- Exercise -
Reproduce every one of the records below line for line, without changing a single character.

- Material provided -

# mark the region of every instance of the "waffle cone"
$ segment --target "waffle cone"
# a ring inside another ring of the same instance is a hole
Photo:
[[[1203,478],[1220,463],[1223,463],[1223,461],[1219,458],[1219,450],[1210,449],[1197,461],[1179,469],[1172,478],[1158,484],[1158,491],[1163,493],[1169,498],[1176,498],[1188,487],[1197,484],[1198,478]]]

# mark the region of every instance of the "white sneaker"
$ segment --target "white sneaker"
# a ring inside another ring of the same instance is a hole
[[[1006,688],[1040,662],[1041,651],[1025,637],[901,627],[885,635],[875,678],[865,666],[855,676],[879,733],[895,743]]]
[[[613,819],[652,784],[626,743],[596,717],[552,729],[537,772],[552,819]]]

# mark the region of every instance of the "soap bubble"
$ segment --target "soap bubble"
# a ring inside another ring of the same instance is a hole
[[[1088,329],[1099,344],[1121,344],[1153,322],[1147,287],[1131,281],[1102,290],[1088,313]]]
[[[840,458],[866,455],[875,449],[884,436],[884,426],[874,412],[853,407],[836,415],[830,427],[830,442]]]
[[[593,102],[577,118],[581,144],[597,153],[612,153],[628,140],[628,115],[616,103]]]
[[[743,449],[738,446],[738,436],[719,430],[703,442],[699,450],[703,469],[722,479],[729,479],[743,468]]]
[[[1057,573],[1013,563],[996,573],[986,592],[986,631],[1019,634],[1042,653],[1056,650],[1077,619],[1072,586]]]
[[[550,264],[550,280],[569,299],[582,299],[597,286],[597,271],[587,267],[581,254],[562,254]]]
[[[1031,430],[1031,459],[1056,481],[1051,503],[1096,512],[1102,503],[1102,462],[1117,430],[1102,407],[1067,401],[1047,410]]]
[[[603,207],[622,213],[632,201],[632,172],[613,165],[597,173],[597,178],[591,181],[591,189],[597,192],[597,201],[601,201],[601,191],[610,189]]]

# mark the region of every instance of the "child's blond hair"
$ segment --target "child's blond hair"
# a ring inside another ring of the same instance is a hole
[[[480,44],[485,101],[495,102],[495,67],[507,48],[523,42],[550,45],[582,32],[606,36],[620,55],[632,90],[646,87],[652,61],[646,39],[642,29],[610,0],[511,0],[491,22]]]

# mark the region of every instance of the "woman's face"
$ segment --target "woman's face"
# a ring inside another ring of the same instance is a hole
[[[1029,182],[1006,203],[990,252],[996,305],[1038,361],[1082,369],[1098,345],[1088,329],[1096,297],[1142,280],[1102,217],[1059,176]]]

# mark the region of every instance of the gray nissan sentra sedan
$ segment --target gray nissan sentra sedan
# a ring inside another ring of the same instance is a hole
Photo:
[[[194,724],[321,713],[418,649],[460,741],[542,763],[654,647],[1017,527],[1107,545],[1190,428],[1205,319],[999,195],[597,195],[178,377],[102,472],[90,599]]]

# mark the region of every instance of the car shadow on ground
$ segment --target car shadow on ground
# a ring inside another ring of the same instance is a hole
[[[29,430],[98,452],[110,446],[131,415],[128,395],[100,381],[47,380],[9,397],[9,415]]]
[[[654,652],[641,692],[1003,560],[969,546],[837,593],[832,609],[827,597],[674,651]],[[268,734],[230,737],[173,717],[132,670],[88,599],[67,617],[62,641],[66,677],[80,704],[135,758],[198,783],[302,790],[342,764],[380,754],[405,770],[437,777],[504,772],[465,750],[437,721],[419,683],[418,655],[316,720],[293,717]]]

- Finished answer -
# mark the region of every instance of the "waffle cone"
$ segment --target "waffle cone"
# a ring inside another ring of the same instance is a hole
Photo:
[[[1203,478],[1220,463],[1223,463],[1223,461],[1219,458],[1219,450],[1210,449],[1197,461],[1179,469],[1172,478],[1158,484],[1158,491],[1163,493],[1169,498],[1176,498],[1188,487],[1197,484],[1198,478]]]

# mark the region of every instance of the "white sneaker"
$ segment --target "white sneaker"
# a ring inside another ring of the same instance is a hole
[[[1006,688],[1040,662],[1041,651],[1025,637],[901,627],[885,635],[875,678],[865,666],[855,676],[879,733],[895,743]]]
[[[613,819],[652,784],[626,743],[596,717],[552,729],[537,772],[552,819]]]

# mark the region of every instance of the "soap bubble"
$ segment --target "soap bubble"
# a ring inside another ring of the same instance is a hole
[[[1088,329],[1099,344],[1121,344],[1153,322],[1147,287],[1131,281],[1102,290],[1088,313]]]
[[[840,458],[866,455],[875,449],[884,436],[884,426],[874,412],[853,407],[836,415],[830,427],[830,442]]]
[[[593,102],[577,118],[581,144],[597,153],[612,153],[628,140],[628,115],[616,103]]]
[[[743,449],[738,446],[738,436],[719,430],[703,442],[699,450],[703,469],[722,479],[729,479],[743,468]]]
[[[1057,573],[1013,563],[996,573],[986,592],[986,631],[1019,634],[1042,653],[1056,650],[1077,619],[1072,586]]]
[[[550,264],[550,280],[569,299],[582,299],[597,286],[597,271],[587,267],[581,254],[562,254]]]
[[[1031,430],[1031,459],[1056,481],[1051,503],[1096,512],[1102,503],[1102,462],[1117,430],[1102,407],[1067,401],[1047,410]]]
[[[603,207],[622,213],[632,201],[632,172],[613,165],[597,173],[597,178],[591,181],[591,189],[597,192],[597,201],[601,201],[601,191],[610,189]]]

# mark the region of every instance of the "child's blond hair"
$ segment --target "child's blond hair"
# a ring inside another ring of the same instance is a hole
[[[480,44],[485,101],[495,102],[495,67],[507,48],[523,42],[550,45],[582,32],[606,36],[620,55],[632,90],[646,87],[652,61],[646,39],[642,29],[610,0],[511,0],[491,22]]]

# mark the region of every instance of the "woman's face"
$ segment --target "woman's face"
# a ring inside another ring of the same instance is a hole
[[[1029,182],[1006,203],[990,252],[996,305],[1038,361],[1082,369],[1098,345],[1088,329],[1096,297],[1142,280],[1102,217],[1059,176]]]

# mark the region of every instance of the gray nissan sentra sedan
$ segment --target gray nissan sentra sedan
# a ring inside another ring of the same instance is a hole
Photo:
[[[194,724],[321,713],[418,649],[460,741],[542,763],[654,647],[1017,527],[1107,545],[1190,428],[1205,319],[999,195],[597,195],[178,377],[102,472],[90,599]]]

# mark the region of every instance of the car shadow on ground
$ segment --target car shadow on ground
# a ring inside another ring of the same instance is a hole
[[[29,430],[98,452],[110,446],[131,415],[128,395],[100,381],[47,380],[9,397],[9,415]]]
[[[654,652],[641,692],[1003,560],[969,546],[837,593],[832,609],[827,597],[674,651]],[[268,734],[230,737],[173,717],[132,670],[88,599],[67,617],[62,641],[66,677],[80,704],[135,758],[198,783],[302,790],[342,764],[380,754],[405,770],[437,777],[504,772],[465,750],[437,721],[419,683],[418,655],[316,720],[293,717]]]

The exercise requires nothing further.